Assignment:
The output must reproduce each line of the data word for word.

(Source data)
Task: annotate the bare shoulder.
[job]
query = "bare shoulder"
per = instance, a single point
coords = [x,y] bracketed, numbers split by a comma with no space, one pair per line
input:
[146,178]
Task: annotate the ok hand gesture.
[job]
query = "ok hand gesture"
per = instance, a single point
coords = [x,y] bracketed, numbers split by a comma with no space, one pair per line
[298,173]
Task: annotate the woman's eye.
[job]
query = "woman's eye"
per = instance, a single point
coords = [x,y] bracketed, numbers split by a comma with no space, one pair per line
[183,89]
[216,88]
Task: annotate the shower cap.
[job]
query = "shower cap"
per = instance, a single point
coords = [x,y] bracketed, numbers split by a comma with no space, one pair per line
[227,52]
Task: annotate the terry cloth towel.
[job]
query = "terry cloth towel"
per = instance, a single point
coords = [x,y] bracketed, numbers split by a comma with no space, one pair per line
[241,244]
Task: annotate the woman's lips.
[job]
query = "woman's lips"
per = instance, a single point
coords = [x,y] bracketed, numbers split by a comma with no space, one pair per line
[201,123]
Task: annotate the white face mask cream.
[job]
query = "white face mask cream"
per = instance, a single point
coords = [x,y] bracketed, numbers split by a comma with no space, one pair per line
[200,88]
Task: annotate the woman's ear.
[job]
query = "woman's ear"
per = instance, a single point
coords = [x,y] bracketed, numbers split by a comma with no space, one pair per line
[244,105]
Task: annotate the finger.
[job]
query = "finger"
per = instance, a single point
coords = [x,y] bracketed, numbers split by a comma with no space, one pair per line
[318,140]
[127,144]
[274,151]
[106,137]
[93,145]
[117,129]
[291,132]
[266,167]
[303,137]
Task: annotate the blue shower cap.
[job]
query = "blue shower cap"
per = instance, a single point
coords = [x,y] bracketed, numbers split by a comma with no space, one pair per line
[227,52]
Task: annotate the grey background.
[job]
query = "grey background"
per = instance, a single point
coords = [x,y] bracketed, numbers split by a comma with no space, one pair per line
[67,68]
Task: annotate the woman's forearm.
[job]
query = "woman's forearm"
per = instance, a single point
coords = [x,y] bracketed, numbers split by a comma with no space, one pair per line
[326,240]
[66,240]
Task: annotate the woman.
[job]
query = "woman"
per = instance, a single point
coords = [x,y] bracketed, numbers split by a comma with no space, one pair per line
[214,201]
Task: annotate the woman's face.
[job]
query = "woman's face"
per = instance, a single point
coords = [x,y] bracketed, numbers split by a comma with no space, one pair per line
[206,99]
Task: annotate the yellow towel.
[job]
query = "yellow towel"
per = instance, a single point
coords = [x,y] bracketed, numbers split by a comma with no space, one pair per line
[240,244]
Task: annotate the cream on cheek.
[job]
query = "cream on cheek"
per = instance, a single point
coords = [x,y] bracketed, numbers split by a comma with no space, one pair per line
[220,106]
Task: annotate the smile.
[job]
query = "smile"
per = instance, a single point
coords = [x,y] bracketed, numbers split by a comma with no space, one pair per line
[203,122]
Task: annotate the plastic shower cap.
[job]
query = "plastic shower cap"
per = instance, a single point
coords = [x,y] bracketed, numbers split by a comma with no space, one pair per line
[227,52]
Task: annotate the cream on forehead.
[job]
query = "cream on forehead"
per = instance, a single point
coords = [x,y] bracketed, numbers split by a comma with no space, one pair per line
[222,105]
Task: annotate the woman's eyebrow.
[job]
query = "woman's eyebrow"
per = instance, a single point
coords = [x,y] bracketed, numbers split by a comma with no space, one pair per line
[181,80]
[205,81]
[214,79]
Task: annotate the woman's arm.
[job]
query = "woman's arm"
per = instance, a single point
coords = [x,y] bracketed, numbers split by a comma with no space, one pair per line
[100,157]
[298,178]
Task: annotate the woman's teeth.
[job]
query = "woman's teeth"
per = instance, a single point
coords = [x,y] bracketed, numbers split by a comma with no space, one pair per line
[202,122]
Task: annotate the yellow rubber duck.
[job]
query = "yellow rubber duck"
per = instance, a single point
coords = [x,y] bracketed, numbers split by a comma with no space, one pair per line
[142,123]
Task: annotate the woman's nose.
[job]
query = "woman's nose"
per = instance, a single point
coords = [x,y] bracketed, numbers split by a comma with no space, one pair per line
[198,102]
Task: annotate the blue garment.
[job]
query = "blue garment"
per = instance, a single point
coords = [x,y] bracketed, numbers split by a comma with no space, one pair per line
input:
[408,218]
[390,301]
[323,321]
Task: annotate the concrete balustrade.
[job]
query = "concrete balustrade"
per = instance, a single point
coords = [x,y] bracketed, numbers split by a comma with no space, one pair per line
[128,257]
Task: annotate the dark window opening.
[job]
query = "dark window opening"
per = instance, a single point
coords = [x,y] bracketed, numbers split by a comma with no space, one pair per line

Answer section:
Task: annotate the bare shoulder.
[job]
query = "bare shoulder"
per = instance, a single point
coords = [x,y] bracketed, numbers split by a comma with no space, one pair per line
input:
[146,178]
Task: annotate the ok hand gesture.
[job]
query = "ok hand gesture"
per = instance, a single point
coords = [x,y] bracketed, numbers split by a comma with no space, one pair per line
[298,173]
Task: annotate the woman's eye.
[job]
query = "woman's eye"
per = instance, a single point
coords = [x,y] bracketed, numbers split by a comma with no space, one pair per line
[183,89]
[216,88]
Task: annotate the shower cap.
[job]
query = "shower cap"
per = instance, a single point
coords = [x,y] bracketed, numbers split by a comma with no space, one pair per line
[227,52]
Task: annotate the terry cloth towel.
[job]
query = "terry cloth towel"
per = instance, a single point
coords = [x,y] bracketed, numbers split by a comma with no space, one pair per line
[241,244]
Task: annotate the woman's lips.
[job]
query = "woman's lips"
per = instance, a single point
coords = [x,y] bracketed, numbers split by a comma with no space, one pair per line
[201,123]
Task: annotate the white face mask cream.
[job]
query = "white face mask cream"
per = instance, a single point
coords = [x,y] bracketed, numbers split by a comma with no space, one pair per line
[200,88]
Task: annotate the woman's ear.
[job]
query = "woman's ear"
per = instance, a single point
coords = [x,y] bracketed, numbers split by a comma with no space, one pair per line
[244,105]
Task: annotate the finger.
[job]
query = "finger"
per = instance, a single point
coords = [x,y] bracketed, numbers split by a comma with no space, one pair per line
[318,140]
[127,144]
[274,151]
[106,137]
[93,145]
[117,129]
[291,132]
[266,167]
[303,137]
Task: annotate the blue shower cap.
[job]
query = "blue shower cap"
per = instance, a single point
coords = [x,y] bracketed, numbers split by a comma with no space, one pair per line
[227,52]
Task: annotate the grey background.
[job]
query = "grey background"
per = instance, a single point
coords = [x,y] bracketed, numbers split by a comma with no space, one pair per line
[67,68]
Task: annotate the woman's forearm.
[job]
query = "woman's forearm"
per = instance, a single point
coords = [x,y] bracketed, numbers split by a comma with no space, one pair per line
[326,240]
[66,240]
Task: annotate the woman.
[job]
query = "woman"
per = instance, a single point
coords = [x,y] bracketed, numbers split by a comma with no space, one pair per line
[214,201]
Task: annotate the woman's face.
[job]
query = "woman's face"
per = instance, a single point
coords = [x,y] bracketed, numbers split by a comma with no space, one pair per line
[206,99]
Task: annotate the yellow towel.
[job]
query = "yellow towel"
per = instance, a single point
coords = [x,y] bracketed, numbers split by a comma with no space, one pair per line
[240,244]
Task: annotate the cream on cheek.
[job]
query = "cream on cheek"
per = instance, a single point
coords = [x,y] bracketed, numbers split by a comma with no space, one pair per line
[220,106]
Task: annotate the smile.
[job]
query = "smile"
per = instance, a single point
coords = [x,y] bracketed, numbers split by a comma with no space, one pair per line
[203,122]
Task: annotate the plastic shower cap.
[job]
query = "plastic shower cap"
per = instance, a single point
coords = [x,y] bracketed, numbers split by a comma with no space, one pair per line
[227,52]
Task: annotate the cream on forehead.
[job]
query = "cream on forehead"
per = instance, a single point
coords = [x,y] bracketed, numbers split by a comma with no space, one pair per line
[222,105]
Task: annotate the woman's eyebrow.
[job]
query = "woman's eyebrow"
per = instance, a single point
coords = [x,y] bracketed, numbers split by a comma with no space, one pair per line
[181,80]
[205,81]
[214,79]
Task: annotate the woman's arm.
[job]
query = "woman's arm"
per = instance, a single point
coords = [x,y] bracketed, numbers split by a comma with no space, one pair per line
[100,157]
[298,178]
Task: annotate the woman's teeth.
[job]
query = "woman's teeth"
per = instance, a single point
coords = [x,y] bracketed, numbers split by a comma with no space, one pair per line
[202,122]
Task: annotate the yellow rubber duck.
[job]
query = "yellow rubber duck"
per = instance, a single point
coords = [x,y] bracketed, numbers split by a comma with no space, one pair per line
[142,123]
Task: annotate the woman's nose.
[job]
query = "woman's nose"
per = instance, a single point
coords = [x,y] bracketed, numbers split by a comma with no space, one pair per line
[198,102]
Task: annotate the blue garment.
[job]
query = "blue garment"
per = instance, a single point
coords = [x,y] bracketed, numbers split by a comma with no space, one pair per line
input:
[408,218]
[390,301]
[323,321]
Task: annotate the concrete balustrade.
[job]
query = "concrete balustrade"
per = instance, a single point
coords = [x,y] bracketed, numbers split by a comma with no space, one pair per line
[128,257]
Task: annotate the dark window opening.
[job]
query = "dark window opening"
per = instance, a single point
coords = [x,y] bracketed, numbers split by a comma with no space, one pair per line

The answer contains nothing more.